# TEKS YANG DIBERIKAN
# # # # # # #

Rara

Rara adalah junior sekaligus teman saya. Pertemuan kami dimulai ketika Rara masih anak SMP kelas 1 waktu itu, sedangkan saya masih anak SMA yang bibit ketampanannya sudah mulai terlihat. Bibit ketampanan yang dimaksud adalah jerawat yang tumbuh, biji demi biji.

Seiring berjalannya waktu, Rara mulai tumbuh dari seorang anak perempuan yang lugu menjadi perempuan yang beranjak dewasa waktu demi waktu. Seperti anak perempuan yang beranjak dewasa lainnya, Rara pun mulai mengenal cinta.

Kemarin, saya sudah minta izin kepada yang bersangkutan untuk menuliskan sesuatu tentang dia di blog ini. Dengan terpaksa, dia mengiyakan. Dia sepertinya tahu sesuatu yang buruk akan terjadi padanya setelah postingan ini diterbitkan.

Kita mulai dengan perkenalan. Saya akan menyebut anak perempuan ini dengan nama samaran Rara, nama aslinya Zela. Punya blog juga dia. Di sini.

# # # # # # #

Entri anotasi kotak pembatas
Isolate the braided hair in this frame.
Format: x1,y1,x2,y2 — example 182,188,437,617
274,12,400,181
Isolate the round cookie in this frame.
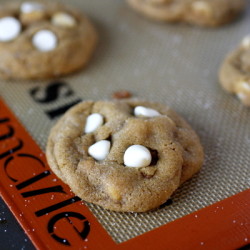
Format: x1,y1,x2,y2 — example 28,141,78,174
46,100,204,212
127,0,244,27
219,36,250,106
0,2,97,79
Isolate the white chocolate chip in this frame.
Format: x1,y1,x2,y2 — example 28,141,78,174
0,17,21,42
134,106,161,117
241,35,250,49
191,1,212,16
88,140,111,161
84,113,103,134
123,145,152,167
51,12,76,28
32,30,57,52
20,2,44,13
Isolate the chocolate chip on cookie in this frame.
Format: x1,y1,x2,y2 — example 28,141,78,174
0,2,97,79
127,0,244,27
46,99,203,212
219,36,250,106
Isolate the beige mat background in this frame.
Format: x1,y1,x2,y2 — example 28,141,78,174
0,0,250,242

# # # # # # #

# TUGAS YANG DIKERJAKAN
1. Kumpulkan semua baris dalam daftar yang memuat kata "this", lalu salin baris-baris tersebut.
2. Tolong lanjutkan tulisan tentang Rara, mulai setelah kalimat terakhirnya.

# HASIL TIAP TUGAS
1.
Isolate the braided hair in this frame.
Isolate the round cookie in this frame.
Isolate the white chocolate chip in this frame.
Isolate the chocolate chip on cookie in this frame.
Isolate the beige mat background in this frame.

2.
Belakangan ini, Rara sering galau. Menurut teori Personality Plus, kepribadian melankolis memang rentan galau. Setiap melihat awan yang bergerak pelan-pelan, jadi galau. Setiap lihat ban mobil belakang yang berusaha mengejar ban depan tapi tidak berhasil, jadi galau. Setiap melihat baling-baling kipas angin yang tidak pernah bisa terbang, galau. Lihat iklan Curcuma Plus, galau (Oke, ini asli ngarang). Kegalauan ini tertuang dalam beberapa postingan terakhir di blognya. Oh.

Suatu hari kami sedang duduk di koridor sekolah. Itu adalah suatu sore yang cerah. Kami duduk mengobrol, dan tiba-tiba datanglah Hamjik menawarkan minuman kola dengan es batu.

"Ra, lebih dingin mana es batu ini atau LDR?"
"Ra, lebih dingin mana jauh karena jarak, atau dekat tapi tidak dianggap?"
"Ra, lebih dingin mana?"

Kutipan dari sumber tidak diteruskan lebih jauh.